═════ Document passage ═════

Monday • 8/28/2023 •
Monday of the Thirteenth Week After Pentecost (Proper 16)  

This morning’s Scriptures are: Psalm 1; Psalm 2; Psalm 3; 1 Kings 1:5–31; Acts 26:1–23; Mark 13:14–27 

This morning’s Canticles are: following the OT reading, Canticle 9 (“The First Song of Isaiah,” Isaiah 12:2–6, BCP, p. 86); following the Epistle reading, Canticle 19 (“The Song of the Redeemed,” Revelation 15:3–4, BCP, p. 94) 

  

Welcome to Daily Office Devotions, where every Monday through Friday we explore that day’s Scripture readings, as given in the Book of Common Prayer. I’m Reggie Kidd. Thanks for joining me. This Monday in the Season After Pentecost our readings finds us in Proper 16 of Year 1 in the Daily Office Lectionary.  

2 Samuel: clarifying David’s wishes for the accession of Solomon. It’s a messy transition from David to Solomon. Adonijah, David’s fourth son, stands in line as the natural heir to David’s throne (2 Samuel 3:4). It’s not altogether surprising that he makes a play for the kingship as David’s death looms. Since, for us who read this story 3,000 years after the fact, the David-to-Solomon succession is so woven into the fabric of the biblical story line, it’s hard to appreciate how tenuous the situation was. (And how proactive both Nathan and Bathsheba had to be in order to bring about what they knew was God’s will — and, not inconsequentially, what was necessary to their own survival.) Together, Nathan and Bathsheba persuade David to declare clearly to Bathsheba: “As the Lord lives, who has saved my life from every adversity, as I swore to you by the Lord, the God of Israel, ‘Your son Solomon shall succeed me as king, and he shall sit on my throne in my place,’ so will I do this day” (1 Kings 1:29–30). Neither Nathan nor Bathsheba nor Solomon would have survived the accession of Adonijah.  

Image: Vasily Surikov , Public domain, via Wikimedia Commons 

Acts: Paul before Agrippa II. Luke has Paul say ever so diplomatically to Herod Agrippa II and his wife Bernice (who also happens to be Herod Agrippa’s sister), “I consider myself fortunate that it is before you, King Agrippa, I am to make my defense today … because you are especially familiar with all the customs and controversies of the Jews” (Acts 26:2a,3a).  

There are so many things Paul could say to this power couple! Herod and Bernice know that according to Jewish custom and law, their relationship is incestuous. They also must know all about “the controversy among the Jews” about Jesus. Herod Agrippa II’s great-grandfather was Herod the Great, the monster who had attempted to assassinate in infancy the very same Jesus whom Paul is representing (Matthew 2). Herod Agrippa I, this Agrippa’s father, had persecuted the church in Jerusalem, put the apostle James to the sword, arrested Peter, and died of a horrible internal sickness when he had allowed himself to be proclaimed divine (Acts 12).

═════ Extracted data ═════

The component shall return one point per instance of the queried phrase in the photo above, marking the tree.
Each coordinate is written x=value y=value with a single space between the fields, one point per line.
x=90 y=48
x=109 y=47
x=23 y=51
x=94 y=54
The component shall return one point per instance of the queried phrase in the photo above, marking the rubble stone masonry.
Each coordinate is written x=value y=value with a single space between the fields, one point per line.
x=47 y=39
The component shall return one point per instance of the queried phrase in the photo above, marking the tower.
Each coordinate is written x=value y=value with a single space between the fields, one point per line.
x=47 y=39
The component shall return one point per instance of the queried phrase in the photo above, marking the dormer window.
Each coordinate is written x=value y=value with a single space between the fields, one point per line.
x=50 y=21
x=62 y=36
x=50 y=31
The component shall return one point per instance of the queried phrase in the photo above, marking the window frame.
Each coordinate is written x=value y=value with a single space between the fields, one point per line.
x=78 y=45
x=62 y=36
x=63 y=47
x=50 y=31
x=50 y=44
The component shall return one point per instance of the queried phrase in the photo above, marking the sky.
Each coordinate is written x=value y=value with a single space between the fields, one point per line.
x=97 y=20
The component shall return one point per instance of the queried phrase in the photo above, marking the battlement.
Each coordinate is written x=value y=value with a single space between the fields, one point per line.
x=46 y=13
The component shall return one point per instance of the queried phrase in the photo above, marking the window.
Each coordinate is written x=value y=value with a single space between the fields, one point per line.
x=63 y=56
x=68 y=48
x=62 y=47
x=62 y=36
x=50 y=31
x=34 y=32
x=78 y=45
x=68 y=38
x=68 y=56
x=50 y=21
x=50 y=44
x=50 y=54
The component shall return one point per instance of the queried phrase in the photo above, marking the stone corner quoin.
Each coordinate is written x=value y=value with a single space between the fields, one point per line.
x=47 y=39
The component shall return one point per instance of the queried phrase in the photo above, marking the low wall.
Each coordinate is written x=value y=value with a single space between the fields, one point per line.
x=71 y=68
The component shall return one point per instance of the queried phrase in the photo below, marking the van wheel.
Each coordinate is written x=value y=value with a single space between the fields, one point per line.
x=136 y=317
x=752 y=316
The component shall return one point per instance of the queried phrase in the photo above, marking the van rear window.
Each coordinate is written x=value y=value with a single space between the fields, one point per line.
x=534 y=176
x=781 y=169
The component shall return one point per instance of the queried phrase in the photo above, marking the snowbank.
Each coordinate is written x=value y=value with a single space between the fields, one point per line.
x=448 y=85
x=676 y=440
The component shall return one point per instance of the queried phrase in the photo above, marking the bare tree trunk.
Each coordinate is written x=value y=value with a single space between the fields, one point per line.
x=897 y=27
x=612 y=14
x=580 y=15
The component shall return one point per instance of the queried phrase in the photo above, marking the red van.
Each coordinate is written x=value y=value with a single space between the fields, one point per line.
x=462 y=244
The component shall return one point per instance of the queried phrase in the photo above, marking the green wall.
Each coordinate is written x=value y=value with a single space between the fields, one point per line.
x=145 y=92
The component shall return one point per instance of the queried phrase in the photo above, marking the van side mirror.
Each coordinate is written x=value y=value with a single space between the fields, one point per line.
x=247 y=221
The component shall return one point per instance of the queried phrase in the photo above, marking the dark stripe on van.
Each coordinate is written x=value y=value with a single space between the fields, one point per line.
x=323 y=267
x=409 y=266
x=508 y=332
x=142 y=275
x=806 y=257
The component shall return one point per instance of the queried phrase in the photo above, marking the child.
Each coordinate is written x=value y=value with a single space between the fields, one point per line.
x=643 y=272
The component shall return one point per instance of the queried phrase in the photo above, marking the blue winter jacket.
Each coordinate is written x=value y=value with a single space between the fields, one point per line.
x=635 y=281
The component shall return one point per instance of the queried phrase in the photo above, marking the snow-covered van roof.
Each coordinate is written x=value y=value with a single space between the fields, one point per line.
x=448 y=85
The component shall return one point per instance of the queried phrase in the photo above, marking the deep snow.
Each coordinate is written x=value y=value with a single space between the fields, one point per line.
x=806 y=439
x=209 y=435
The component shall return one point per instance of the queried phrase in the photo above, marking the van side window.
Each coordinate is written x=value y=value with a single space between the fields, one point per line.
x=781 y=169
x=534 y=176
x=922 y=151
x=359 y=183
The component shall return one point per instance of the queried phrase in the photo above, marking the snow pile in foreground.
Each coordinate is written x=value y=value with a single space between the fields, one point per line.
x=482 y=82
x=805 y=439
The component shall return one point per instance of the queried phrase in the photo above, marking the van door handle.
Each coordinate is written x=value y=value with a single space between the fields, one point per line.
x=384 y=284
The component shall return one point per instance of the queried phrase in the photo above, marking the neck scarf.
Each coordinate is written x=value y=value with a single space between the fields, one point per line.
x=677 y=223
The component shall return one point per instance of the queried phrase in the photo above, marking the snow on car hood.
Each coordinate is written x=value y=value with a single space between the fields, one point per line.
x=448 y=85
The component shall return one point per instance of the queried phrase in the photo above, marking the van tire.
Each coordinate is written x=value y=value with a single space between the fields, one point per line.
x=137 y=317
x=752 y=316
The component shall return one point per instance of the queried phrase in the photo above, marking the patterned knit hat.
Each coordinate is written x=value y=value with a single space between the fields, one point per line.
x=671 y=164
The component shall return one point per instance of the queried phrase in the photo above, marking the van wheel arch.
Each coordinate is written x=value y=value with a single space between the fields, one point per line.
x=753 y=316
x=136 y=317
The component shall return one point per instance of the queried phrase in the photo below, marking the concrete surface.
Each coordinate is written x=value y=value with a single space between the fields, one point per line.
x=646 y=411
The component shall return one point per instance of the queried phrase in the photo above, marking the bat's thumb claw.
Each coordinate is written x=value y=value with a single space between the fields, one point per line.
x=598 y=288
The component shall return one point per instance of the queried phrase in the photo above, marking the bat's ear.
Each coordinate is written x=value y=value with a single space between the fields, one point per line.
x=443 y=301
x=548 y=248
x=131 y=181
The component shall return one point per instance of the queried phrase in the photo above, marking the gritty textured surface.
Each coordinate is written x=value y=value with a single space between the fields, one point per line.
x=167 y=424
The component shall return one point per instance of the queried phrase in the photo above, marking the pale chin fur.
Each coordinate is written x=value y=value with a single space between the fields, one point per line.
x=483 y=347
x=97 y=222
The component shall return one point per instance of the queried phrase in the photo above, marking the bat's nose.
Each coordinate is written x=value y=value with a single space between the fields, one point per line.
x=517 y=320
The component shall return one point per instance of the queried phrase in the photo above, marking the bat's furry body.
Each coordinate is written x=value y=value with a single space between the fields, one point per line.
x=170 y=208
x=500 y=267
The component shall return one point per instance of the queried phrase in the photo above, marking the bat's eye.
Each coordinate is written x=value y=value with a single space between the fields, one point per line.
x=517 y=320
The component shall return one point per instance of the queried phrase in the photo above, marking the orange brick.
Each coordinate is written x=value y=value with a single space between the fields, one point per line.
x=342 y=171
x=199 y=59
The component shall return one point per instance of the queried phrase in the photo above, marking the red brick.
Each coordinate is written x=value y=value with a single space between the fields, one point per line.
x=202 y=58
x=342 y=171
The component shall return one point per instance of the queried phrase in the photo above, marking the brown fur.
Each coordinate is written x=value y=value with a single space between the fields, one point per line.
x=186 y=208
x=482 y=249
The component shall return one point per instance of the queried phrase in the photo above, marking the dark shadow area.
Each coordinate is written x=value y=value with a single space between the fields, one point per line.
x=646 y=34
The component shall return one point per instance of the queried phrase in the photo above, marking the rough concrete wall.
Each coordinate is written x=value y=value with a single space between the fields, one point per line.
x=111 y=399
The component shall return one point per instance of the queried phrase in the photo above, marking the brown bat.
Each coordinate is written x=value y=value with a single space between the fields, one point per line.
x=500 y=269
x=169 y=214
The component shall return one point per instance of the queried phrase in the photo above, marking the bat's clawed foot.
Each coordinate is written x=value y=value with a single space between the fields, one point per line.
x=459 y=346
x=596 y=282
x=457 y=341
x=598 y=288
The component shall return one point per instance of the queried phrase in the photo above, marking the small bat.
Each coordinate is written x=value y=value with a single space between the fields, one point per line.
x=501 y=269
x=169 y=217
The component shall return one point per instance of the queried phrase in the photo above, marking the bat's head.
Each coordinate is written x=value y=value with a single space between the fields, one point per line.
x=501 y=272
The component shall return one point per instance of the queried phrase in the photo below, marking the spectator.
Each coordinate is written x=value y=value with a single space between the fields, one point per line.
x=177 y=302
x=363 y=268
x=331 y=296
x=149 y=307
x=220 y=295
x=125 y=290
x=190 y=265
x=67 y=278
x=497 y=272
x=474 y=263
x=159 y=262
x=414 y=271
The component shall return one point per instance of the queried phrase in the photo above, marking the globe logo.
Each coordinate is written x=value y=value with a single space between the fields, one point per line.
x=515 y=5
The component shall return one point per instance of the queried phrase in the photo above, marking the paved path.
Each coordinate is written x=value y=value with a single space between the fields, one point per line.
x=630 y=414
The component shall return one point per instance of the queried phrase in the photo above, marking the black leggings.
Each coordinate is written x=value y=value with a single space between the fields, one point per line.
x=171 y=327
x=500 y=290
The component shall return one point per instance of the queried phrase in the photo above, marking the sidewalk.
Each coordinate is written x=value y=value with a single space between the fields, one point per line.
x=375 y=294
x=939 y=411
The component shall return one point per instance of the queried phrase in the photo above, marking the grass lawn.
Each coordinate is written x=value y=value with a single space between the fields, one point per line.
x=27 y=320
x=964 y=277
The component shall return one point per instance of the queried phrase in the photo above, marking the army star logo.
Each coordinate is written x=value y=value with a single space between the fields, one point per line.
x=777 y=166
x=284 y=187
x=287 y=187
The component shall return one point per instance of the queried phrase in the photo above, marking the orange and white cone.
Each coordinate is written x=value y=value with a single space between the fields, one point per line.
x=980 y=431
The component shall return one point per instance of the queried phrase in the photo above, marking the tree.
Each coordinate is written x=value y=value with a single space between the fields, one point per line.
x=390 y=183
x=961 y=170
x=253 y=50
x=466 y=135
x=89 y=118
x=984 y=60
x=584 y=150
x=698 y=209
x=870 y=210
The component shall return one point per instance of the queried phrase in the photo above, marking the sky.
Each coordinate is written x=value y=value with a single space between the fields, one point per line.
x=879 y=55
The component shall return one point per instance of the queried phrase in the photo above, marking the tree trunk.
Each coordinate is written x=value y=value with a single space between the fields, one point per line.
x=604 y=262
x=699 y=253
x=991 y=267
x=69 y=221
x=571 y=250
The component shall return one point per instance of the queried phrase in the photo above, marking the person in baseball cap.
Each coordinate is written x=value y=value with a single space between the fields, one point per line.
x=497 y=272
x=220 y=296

═════

Task requirements: How does the stretch of the devotional from "This morning’s Scriptures" through "Daily Office Lectionary." read if you switch "Monday through Friday" to "weekday"?

Exercise solution:
This morning’s Scriptures are: Psalm 1; Psalm 2; Psalm 3; 1 Kings 1:5–31; Acts 26:1–23; Mark 13:14–27 

This morning’s Canticles are: following the OT reading, Canticle 9 (“The First Song of Isaiah,” Isaiah 12:2–6, BCP, p. 86); following the Epistle reading, Canticle 19 (“The Song of the Redeemed,” Revelation 15:3–4, BCP, p. 94) 

  

Welcome to Daily Office Devotions, where every weekday we explore that day’s Scripture readings, as given in the Book of Common Prayer. I’m Reggie Kidd. Thanks for joining me. This Monday in the Season After Pentecost our readings finds us in Proper 16 of Year 1 in the Daily Office Lectionary.